Start of Information supplied

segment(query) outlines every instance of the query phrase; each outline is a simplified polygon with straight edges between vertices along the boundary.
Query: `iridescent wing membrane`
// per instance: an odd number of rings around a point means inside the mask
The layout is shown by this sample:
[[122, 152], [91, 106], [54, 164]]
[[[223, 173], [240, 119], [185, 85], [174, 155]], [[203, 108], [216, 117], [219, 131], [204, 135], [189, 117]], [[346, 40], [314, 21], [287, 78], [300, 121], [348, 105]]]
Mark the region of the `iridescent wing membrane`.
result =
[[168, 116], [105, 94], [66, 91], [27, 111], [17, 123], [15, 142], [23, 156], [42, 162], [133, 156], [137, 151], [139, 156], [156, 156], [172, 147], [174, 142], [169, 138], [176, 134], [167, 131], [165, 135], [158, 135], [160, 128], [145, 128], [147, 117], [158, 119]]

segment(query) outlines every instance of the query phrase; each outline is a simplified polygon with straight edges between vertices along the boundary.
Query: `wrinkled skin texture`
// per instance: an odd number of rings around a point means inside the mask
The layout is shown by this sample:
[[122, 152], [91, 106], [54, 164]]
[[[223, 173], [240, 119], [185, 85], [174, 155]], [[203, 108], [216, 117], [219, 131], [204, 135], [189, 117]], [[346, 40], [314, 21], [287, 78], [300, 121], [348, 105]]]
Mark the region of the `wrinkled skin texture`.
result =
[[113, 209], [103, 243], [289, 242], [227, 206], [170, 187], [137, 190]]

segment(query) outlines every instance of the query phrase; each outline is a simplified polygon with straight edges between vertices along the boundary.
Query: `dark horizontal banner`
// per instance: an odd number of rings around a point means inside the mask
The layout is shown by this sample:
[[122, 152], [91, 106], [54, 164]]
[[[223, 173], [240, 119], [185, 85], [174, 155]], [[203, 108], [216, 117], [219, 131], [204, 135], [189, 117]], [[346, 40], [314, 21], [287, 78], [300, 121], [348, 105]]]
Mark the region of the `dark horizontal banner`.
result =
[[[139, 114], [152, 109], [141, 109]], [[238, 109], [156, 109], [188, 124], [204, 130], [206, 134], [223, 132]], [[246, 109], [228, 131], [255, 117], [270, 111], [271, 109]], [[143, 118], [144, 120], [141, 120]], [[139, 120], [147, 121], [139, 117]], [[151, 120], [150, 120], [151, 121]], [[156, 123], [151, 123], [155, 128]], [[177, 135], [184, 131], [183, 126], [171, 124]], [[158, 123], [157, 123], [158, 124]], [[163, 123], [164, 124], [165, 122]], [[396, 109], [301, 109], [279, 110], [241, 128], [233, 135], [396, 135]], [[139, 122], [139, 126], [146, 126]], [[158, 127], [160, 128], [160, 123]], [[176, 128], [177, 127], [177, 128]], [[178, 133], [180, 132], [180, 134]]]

End of Information supplied

* **Work to complete**: Reproduce the listing from its first line up to and including the line with "117], [158, 119]]", replacing "polygon" with "contour" and leaving everything else unchanged.

* **Exercise result**:
segment(query) outlines every instance of the query phrase; each outline is a simplified contour with straight edges between vertices along the boundary.
Query: `iridescent wing membrane`
// per instance: an odd number of rings around a point means inside the mask
The layout is shown by this sample:
[[122, 152], [91, 106], [54, 164]]
[[[223, 173], [240, 119], [185, 85], [174, 155]], [[203, 108], [216, 117], [219, 131], [204, 135], [189, 117]], [[346, 40], [314, 21], [287, 78], [300, 121], [348, 105]]]
Mark the region of the `iridescent wing membrane`.
result =
[[168, 116], [105, 94], [66, 91], [27, 111], [17, 123], [15, 142], [23, 156], [42, 162], [133, 156], [137, 151], [139, 156], [156, 156], [172, 147], [174, 142], [169, 138], [176, 134], [167, 131], [165, 135], [158, 135], [160, 128], [145, 128], [147, 117], [158, 119]]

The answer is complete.